Instruction: Recast everything from the line containing "Objective: one point per instance of the bare" down to the end of the records as a Markdown table with the columns Row and Line. Number each row and leave out any blank lines.

(Records from a dataset)
____________

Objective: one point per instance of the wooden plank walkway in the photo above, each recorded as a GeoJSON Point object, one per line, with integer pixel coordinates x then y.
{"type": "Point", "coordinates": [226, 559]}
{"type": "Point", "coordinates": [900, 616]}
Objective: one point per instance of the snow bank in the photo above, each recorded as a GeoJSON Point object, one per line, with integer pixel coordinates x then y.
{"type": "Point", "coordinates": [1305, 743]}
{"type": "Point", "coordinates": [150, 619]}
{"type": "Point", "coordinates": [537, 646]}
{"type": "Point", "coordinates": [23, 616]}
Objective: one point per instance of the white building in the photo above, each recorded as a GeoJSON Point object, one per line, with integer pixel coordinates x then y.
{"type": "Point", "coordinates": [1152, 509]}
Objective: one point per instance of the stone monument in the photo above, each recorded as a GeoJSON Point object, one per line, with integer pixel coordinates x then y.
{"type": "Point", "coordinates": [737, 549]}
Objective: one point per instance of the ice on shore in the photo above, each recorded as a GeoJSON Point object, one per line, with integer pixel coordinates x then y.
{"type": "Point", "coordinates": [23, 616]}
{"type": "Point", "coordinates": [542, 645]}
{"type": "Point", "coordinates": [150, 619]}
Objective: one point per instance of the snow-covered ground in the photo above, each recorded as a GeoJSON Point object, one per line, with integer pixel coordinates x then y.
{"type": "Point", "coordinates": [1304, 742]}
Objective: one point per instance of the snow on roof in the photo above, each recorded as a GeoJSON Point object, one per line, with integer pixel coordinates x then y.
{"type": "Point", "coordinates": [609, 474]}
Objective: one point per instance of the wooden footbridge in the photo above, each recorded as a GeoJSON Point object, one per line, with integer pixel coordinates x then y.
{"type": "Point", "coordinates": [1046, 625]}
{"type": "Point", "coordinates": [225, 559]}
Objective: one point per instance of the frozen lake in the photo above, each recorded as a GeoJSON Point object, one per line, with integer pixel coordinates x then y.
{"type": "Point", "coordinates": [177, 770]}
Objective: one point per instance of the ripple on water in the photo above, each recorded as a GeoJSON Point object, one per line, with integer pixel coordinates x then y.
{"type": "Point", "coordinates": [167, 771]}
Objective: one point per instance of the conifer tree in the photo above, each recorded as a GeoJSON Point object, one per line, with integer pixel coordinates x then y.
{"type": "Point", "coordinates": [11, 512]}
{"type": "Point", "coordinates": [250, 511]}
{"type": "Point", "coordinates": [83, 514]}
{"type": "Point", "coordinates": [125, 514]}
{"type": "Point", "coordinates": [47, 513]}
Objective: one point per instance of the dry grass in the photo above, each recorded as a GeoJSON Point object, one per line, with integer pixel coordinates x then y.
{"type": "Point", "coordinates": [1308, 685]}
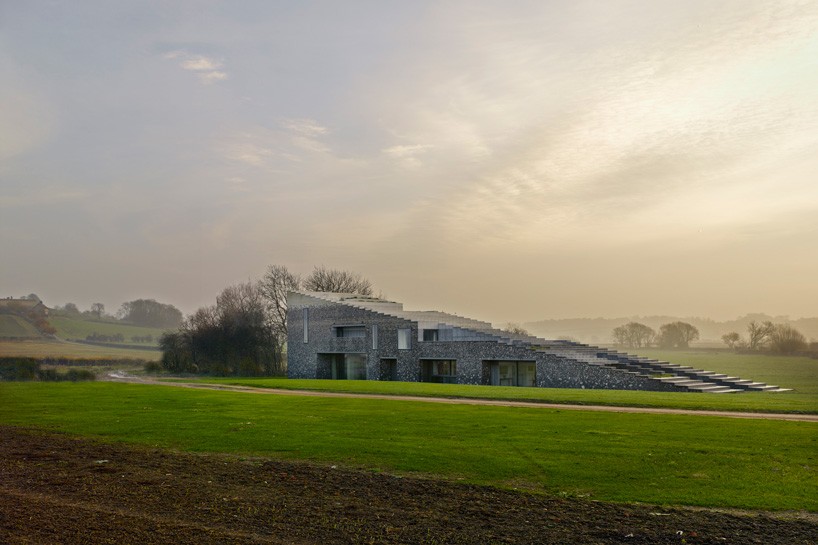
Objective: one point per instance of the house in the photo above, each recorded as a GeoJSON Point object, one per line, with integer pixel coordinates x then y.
{"type": "Point", "coordinates": [347, 336]}
{"type": "Point", "coordinates": [10, 305]}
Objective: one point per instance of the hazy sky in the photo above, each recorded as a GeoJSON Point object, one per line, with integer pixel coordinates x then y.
{"type": "Point", "coordinates": [508, 161]}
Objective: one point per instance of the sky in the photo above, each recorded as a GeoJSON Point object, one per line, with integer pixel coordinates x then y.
{"type": "Point", "coordinates": [507, 161]}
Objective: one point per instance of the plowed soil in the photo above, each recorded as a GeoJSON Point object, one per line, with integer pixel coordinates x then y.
{"type": "Point", "coordinates": [56, 489]}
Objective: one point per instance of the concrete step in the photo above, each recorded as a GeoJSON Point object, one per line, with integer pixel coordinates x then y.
{"type": "Point", "coordinates": [709, 387]}
{"type": "Point", "coordinates": [761, 387]}
{"type": "Point", "coordinates": [690, 383]}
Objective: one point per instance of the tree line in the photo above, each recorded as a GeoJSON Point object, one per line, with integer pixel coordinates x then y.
{"type": "Point", "coordinates": [245, 332]}
{"type": "Point", "coordinates": [140, 312]}
{"type": "Point", "coordinates": [761, 337]}
{"type": "Point", "coordinates": [672, 335]}
{"type": "Point", "coordinates": [767, 337]}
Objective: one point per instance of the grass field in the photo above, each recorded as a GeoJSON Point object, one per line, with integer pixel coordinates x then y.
{"type": "Point", "coordinates": [788, 402]}
{"type": "Point", "coordinates": [688, 460]}
{"type": "Point", "coordinates": [74, 328]}
{"type": "Point", "coordinates": [796, 372]}
{"type": "Point", "coordinates": [14, 327]}
{"type": "Point", "coordinates": [58, 349]}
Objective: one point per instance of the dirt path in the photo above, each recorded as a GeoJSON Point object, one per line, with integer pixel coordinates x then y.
{"type": "Point", "coordinates": [469, 401]}
{"type": "Point", "coordinates": [58, 489]}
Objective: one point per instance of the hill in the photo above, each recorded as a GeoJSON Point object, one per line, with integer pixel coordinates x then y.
{"type": "Point", "coordinates": [15, 327]}
{"type": "Point", "coordinates": [71, 328]}
{"type": "Point", "coordinates": [598, 330]}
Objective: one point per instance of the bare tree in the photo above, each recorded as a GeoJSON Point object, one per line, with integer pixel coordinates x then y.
{"type": "Point", "coordinates": [677, 335]}
{"type": "Point", "coordinates": [336, 280]}
{"type": "Point", "coordinates": [633, 335]}
{"type": "Point", "coordinates": [759, 334]}
{"type": "Point", "coordinates": [516, 329]}
{"type": "Point", "coordinates": [98, 309]}
{"type": "Point", "coordinates": [785, 339]}
{"type": "Point", "coordinates": [731, 339]}
{"type": "Point", "coordinates": [275, 285]}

____________

Problem solution:
| Row | Line |
|---|---|
| 1 | Objective: one point per instance of the bare tree in the photo above, each recorded as a GeoJSON Point object, one per line, with integer pixel coordinates x then y. |
| 2 | {"type": "Point", "coordinates": [677, 335]} |
| 3 | {"type": "Point", "coordinates": [336, 280]} |
| 4 | {"type": "Point", "coordinates": [633, 335]} |
| 5 | {"type": "Point", "coordinates": [759, 334]} |
| 6 | {"type": "Point", "coordinates": [516, 329]} |
| 7 | {"type": "Point", "coordinates": [98, 309]} |
| 8 | {"type": "Point", "coordinates": [785, 339]} |
| 9 | {"type": "Point", "coordinates": [731, 339]} |
| 10 | {"type": "Point", "coordinates": [275, 285]} |